Os dons de cura estão experimentando um novo sopro de vida e as expectativas das pessoas por milagres estão sendo erguidas de tal forma que serão, sem dúvida, precursoras da fé. Além de tudo isto, em cada novo dia vê-se uma nova safra de dons espirituais sendo colhida por aqueles que têm a simplicidade de recebê-los. A superfície tranquila da igreja está sendo perturbada pelas pessoas que falam em línguas estranhas para expressar o louvor recém-descoberto, e por outras que, ao profetizarem pela primeira vez, retomam o tema já iniciado: “Estou convosco, diz o Senhor”.


Então nos deparamos com os problemas. Alguém que já nos abençoou e nos desafiou através de um livro seu que atestava a confirmação miraculosa de Deus sobre o seu ministério, agora está profetizando num tom apocalíptico e ao invés de edificar a igreja está sujeitando muitos à escravidão do temor do futuro.

_Instrução escrita 1:_ Nas linhas de dados, troque "blurred background" por "soft-focus backdrop" e reescreva as linhas desde a primeira até a que contém "top-left (0, 0), bottom-right (525, 354)", ambas incluídas, sem alterar mais nada. Deixe as imagens fora da resposta.
O trecho e as linhas de dados não têm nenhuma relação entre si.

_Material da tarefa:_
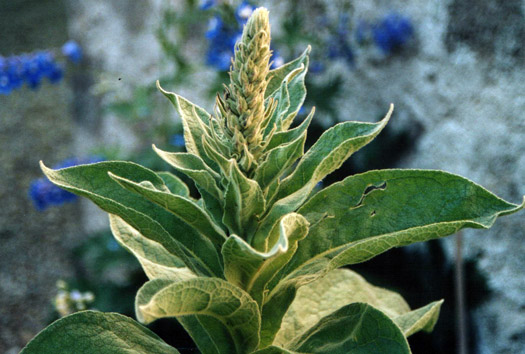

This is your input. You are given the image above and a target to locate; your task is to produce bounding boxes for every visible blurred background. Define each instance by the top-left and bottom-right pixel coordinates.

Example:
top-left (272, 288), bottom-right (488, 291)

top-left (0, 0), bottom-right (525, 354)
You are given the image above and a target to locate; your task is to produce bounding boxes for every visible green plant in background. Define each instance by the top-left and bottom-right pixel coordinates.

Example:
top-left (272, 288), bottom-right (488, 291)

top-left (22, 8), bottom-right (524, 354)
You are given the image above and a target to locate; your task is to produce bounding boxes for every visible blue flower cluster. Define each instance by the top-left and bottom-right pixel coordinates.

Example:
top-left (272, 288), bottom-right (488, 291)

top-left (200, 1), bottom-right (284, 71)
top-left (0, 41), bottom-right (82, 95)
top-left (170, 134), bottom-right (186, 147)
top-left (356, 12), bottom-right (414, 55)
top-left (29, 156), bottom-right (104, 211)
top-left (327, 14), bottom-right (354, 65)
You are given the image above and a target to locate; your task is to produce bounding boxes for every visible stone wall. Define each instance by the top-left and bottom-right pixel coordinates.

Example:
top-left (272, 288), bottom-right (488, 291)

top-left (0, 0), bottom-right (525, 353)
top-left (0, 0), bottom-right (81, 353)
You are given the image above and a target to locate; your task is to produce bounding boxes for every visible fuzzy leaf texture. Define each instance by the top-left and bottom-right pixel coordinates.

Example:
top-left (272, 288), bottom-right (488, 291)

top-left (31, 8), bottom-right (524, 354)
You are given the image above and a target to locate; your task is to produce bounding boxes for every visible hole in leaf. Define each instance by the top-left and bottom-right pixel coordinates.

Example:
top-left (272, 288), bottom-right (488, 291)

top-left (363, 182), bottom-right (386, 195)
top-left (350, 182), bottom-right (386, 210)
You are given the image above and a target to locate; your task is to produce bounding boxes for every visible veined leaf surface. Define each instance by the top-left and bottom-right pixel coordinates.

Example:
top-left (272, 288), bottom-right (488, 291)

top-left (20, 311), bottom-right (179, 354)
top-left (42, 161), bottom-right (222, 277)
top-left (274, 269), bottom-right (443, 346)
top-left (287, 303), bottom-right (410, 354)
top-left (136, 278), bottom-right (261, 354)
top-left (281, 170), bottom-right (525, 275)
top-left (109, 214), bottom-right (196, 280)
top-left (250, 106), bottom-right (393, 248)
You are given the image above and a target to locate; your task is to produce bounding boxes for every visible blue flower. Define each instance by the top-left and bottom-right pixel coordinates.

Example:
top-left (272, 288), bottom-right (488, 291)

top-left (327, 14), bottom-right (354, 65)
top-left (206, 1), bottom-right (255, 71)
top-left (62, 40), bottom-right (82, 64)
top-left (170, 134), bottom-right (186, 147)
top-left (270, 50), bottom-right (284, 69)
top-left (0, 57), bottom-right (13, 95)
top-left (372, 13), bottom-right (414, 54)
top-left (199, 0), bottom-right (217, 10)
top-left (235, 1), bottom-right (255, 25)
top-left (206, 16), bottom-right (241, 71)
top-left (29, 156), bottom-right (103, 211)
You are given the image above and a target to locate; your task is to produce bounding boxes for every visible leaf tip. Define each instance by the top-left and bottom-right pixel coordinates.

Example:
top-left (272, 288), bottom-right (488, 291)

top-left (39, 160), bottom-right (53, 176)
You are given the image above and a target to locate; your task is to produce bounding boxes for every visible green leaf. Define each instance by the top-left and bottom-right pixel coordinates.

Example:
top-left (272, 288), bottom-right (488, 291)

top-left (109, 214), bottom-right (196, 280)
top-left (252, 106), bottom-right (393, 249)
top-left (288, 303), bottom-right (410, 354)
top-left (137, 278), bottom-right (261, 353)
top-left (266, 107), bottom-right (315, 151)
top-left (265, 57), bottom-right (308, 136)
top-left (253, 345), bottom-right (301, 354)
top-left (281, 170), bottom-right (525, 277)
top-left (222, 163), bottom-right (265, 237)
top-left (135, 279), bottom-right (235, 354)
top-left (109, 172), bottom-right (226, 246)
top-left (41, 161), bottom-right (222, 277)
top-left (274, 269), bottom-right (426, 346)
top-left (222, 213), bottom-right (308, 305)
top-left (254, 124), bottom-right (306, 190)
top-left (279, 105), bottom-right (394, 197)
top-left (393, 300), bottom-right (443, 337)
top-left (20, 311), bottom-right (178, 354)
top-left (157, 171), bottom-right (190, 198)
top-left (157, 80), bottom-right (219, 168)
top-left (153, 145), bottom-right (222, 199)
top-left (264, 46), bottom-right (312, 98)
top-left (259, 282), bottom-right (298, 348)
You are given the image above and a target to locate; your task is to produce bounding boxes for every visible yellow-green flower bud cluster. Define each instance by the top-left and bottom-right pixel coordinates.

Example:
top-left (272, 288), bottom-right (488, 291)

top-left (216, 8), bottom-right (274, 175)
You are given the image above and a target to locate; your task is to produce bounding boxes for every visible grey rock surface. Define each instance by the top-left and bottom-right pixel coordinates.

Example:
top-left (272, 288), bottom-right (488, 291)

top-left (0, 0), bottom-right (525, 353)
top-left (0, 0), bottom-right (81, 353)
top-left (341, 1), bottom-right (525, 353)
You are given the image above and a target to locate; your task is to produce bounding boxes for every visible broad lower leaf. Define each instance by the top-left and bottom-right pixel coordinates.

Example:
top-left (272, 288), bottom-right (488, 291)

top-left (287, 303), bottom-right (410, 354)
top-left (281, 170), bottom-right (525, 275)
top-left (222, 213), bottom-right (308, 305)
top-left (253, 106), bottom-right (393, 249)
top-left (109, 172), bottom-right (226, 246)
top-left (41, 161), bottom-right (222, 277)
top-left (20, 311), bottom-right (178, 354)
top-left (393, 300), bottom-right (443, 337)
top-left (274, 269), bottom-right (443, 346)
top-left (109, 214), bottom-right (196, 280)
top-left (136, 278), bottom-right (261, 353)
top-left (135, 279), bottom-right (236, 354)
top-left (253, 345), bottom-right (301, 354)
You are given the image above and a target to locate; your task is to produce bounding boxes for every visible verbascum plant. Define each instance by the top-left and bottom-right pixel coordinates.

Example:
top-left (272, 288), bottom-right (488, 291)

top-left (22, 8), bottom-right (524, 354)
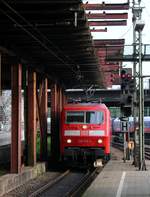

_Instrução escrita 2:_ Resuma em duas frases o trecho sobre os dons espirituais na igreja.

_Resposta completa 1:_
This is your input. You are given the image above and a target to locate; your task is to produce bounding boxes for every visible soft-focus backdrop. Define each instance by the top-left and bottom-right pixel coordinates.

Example:
top-left (272, 288), bottom-right (488, 291)

top-left (0, 0), bottom-right (525, 354)

_Resposta completa 2:_ Os dons de cura ganham novo fôlego, a expectativa por milagres cresce e a igreja é agitada por pessoas que falam em línguas estranhas ou profetizam pela primeira vez. Surgem, porém, problemas: alguém que antes abençoou e desafiou por meio de um livro sobre a confirmação miraculosa de Deus em seu ministério agora profetiza em tom apocalíptico e, em vez de edificar a igreja, sujeita muitos à escravidão do temor do futuro.